━━ Excerto selecionado ━━

Daqui resulta uma análise satírica ao marketing moderno, que mesmo confrontado com o caos arranja oportunidades para nos vender tudo e mais alguma coisa. Mais relevante ainda do que em 1985 ou 2018, esta música mostra-nos que talvez seja altura de repensarmos não só o que adquirimos de mão beijada, mas também a informação e conteúdo que consumimos, sejam eles repletos de fake news (“Breaking news, we take the truth and make it fluid”, diz já em “American Sports”) ou vidas contruídas unicamente para serem exibidas nas redes sociais.

O ataque às redes sociais está presente em “She Looks Like Fun” (o máximo de rock and roll que os acérrimos fãs de AM, quinto álbum da banda inglesa, encontrarão neste disco) na medida em que critica a prontidão com que as pessoas estão dispostas a ofenderem-se virtualmente. É nesta música que encontramos o presente no passado: com “No one’s on the streets, we moved it all online, as of March“, Alex Turner referia-se, na verdade, à passagem da revista musical britânica NME Magazine para o formato digital… há com cada coincidência. Este tópico está também presente em “The Ultracheese”, última música do álbum, onde Turner divaga sobre como a vida tecnológica nos pode distanciar tanto da real, e como acabamos por perder amizades e deixar de saber socializar (quantos de nós sairemos da pandemia com este sentimento de apatia social?!).

Em “Batphone” (e em confinamento e aulas online) “life became a spectators sports“, em “American Sports” as videochamadas aparecem “just in time for my weekly chat with god, on video call” e em “Science Fiction” surge “the rise of the machines”. Confesso que tudo isto me tinha passado ao lado em 2018, mas a nova conotação que agora estas letras adquirem tornam este álbum mais único que nunca.

Caímos diariamente numa espiral de tecnologia e o nosso vício e afeto aos aparelhos digitais aumentam a ritmos preocupantes.

━━━
━━ Informação extraída ━━

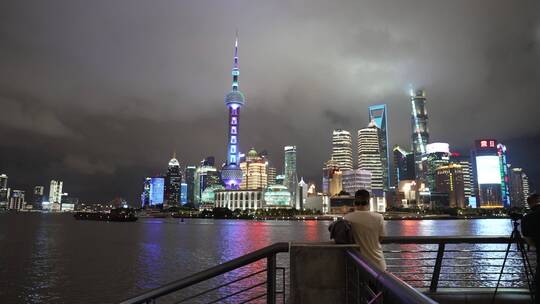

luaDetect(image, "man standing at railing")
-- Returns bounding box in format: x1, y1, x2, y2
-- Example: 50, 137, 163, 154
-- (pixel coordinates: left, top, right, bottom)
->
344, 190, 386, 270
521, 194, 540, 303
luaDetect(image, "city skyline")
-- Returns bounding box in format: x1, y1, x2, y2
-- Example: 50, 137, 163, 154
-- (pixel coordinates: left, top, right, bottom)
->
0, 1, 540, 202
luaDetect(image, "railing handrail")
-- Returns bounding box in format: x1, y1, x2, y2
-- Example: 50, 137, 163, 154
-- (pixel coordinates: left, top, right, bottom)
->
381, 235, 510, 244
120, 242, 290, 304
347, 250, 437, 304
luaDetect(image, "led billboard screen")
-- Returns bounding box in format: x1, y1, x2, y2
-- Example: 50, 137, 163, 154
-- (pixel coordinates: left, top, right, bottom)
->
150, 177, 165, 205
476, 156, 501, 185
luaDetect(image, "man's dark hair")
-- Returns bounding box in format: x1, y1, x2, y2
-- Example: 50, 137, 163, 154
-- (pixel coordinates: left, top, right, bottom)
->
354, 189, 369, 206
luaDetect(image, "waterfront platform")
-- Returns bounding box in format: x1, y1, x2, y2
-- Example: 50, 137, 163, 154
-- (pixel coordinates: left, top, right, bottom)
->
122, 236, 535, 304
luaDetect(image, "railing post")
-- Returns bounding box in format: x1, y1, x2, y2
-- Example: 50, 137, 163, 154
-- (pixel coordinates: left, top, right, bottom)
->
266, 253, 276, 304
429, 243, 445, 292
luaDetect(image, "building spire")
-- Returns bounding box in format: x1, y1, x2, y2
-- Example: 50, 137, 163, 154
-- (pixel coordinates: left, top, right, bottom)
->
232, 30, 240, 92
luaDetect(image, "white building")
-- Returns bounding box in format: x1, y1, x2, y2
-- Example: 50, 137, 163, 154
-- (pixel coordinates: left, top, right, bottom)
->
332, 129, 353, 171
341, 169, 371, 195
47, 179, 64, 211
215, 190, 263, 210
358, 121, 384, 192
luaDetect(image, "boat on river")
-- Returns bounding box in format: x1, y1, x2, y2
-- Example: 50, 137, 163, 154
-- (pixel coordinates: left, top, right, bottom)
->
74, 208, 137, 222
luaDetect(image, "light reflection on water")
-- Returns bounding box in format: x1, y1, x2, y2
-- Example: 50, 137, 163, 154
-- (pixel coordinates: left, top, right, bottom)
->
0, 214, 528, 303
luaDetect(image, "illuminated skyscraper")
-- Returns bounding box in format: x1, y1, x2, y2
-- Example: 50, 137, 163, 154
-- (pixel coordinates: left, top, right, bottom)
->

━━━
━━ Informação extraída ━━

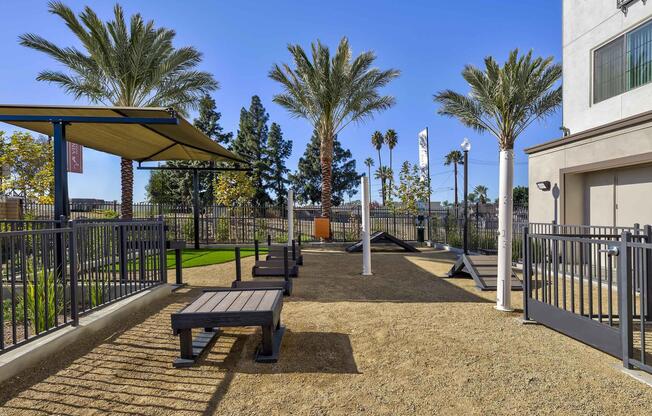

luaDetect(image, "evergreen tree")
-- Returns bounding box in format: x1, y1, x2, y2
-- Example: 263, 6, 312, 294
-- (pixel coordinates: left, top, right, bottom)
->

━━━

Exercícios:
**a.** Transcreva do excerto sobre o álbum o trecho que vai de "O ataque às" a "de apatia social?!).".
**b.** Indique se cada afirmação concorda com o excerto sobre o álbum, respondendo sim ou não e citando as palavras do excerto que o decidem: (i) "She Looks Like Fun" critica a facilidade com que as pessoas se ofendem virtualmente. (ii) "The Ultracheese" é a primeira música do álbum. (iii) O verso sobre a mudança de tudo para o online referia-se originalmente a um confinamento.
**c.** Escreva a continuação do excerto sobre o álbum a partir da sua última frase.

Respostas esperadas:
**a.**
O ataque às redes sociais está presente em “She Looks Like Fun” (o máximo de rock and roll que os acérrimos fãs de AM, quinto álbum da banda inglesa, encontrarão neste disco) na medida em que critica a prontidão com que as pessoas estão dispostas a ofenderem-se virtualmente. É nesta música que encontramos o presente no passado: com “No one’s on the streets, we moved it all online, as of March“, Alex Turner referia-se, na verdade, à passagem da revista musical britânica NME Magazine para o formato digital… há com cada coincidência. Este tópico está também presente em “The Ultracheese”, última música do álbum, onde Turner divaga sobre como a vida tecnológica nos pode distanciar tanto da real, e como acabamos por perder amizades e deixar de saber socializar (quantos de nós sairemos da pandemia com este sentimento de apatia social?!).

**b.**
(i) Sim: «critica a prontidão com que as pessoas estão dispostas a ofenderem-se virtualmente»
(ii) Não: «“The Ultracheese”, última música do álbum»
(iii) Não: «Alex Turner referia-se, na verdade, à passagem da revista musical britânica NME Magazine para o formato digital»

**c.**
Turner prevê um mundo onde até a religião foi reduzida a um processo tecnológico, e onde a esfera política foi tão banalizada ao ponto de aos líderes políticos não faltarem mentiras para contar nem promessas por cumprir. Tornam-se “bendable figures with a fresh new pack of lies” com algo para vender e, enfim, ganhar votos.

Para um álbum sobre o papel do entretenimento na Lua, aqui na Terra tem sido visto como corajoso e ambicioso. Passados três anos do seu lançamento é mais claro do que nunca que Alex Turner, Matt Helders, Jamie Cook e Nick O’Malley não perderam o seu caminho mas, pelo contrário, encontraram-no, criando um disco artisticamente bem pensado.

Este é provavelmente o álbum mais visionário e poético da banda, uma ode à grandeza e excesso, tendo sido talvez por isso, e por ser tão diferente daquilo a que Arctic Monkeys nos tinham habituado, que tenha sido recebido com poucos louvores e muitas críticas em 2018. A opinião tem vindo a mudar, no entanto, e talvez até teria tido uma reação mais positiva se tivesse sido lançado em tempos de pandemia – porque os comuns mortais rever-se-iam facilmente na mensagem transmitida.

Apesar do rock psicadélico à Kevin Parker e da sonoridade de Ziggy Stardust poderem abafar a poesia que se esconde por detrás, é aí que reside grande parte da ousadia deste álbum.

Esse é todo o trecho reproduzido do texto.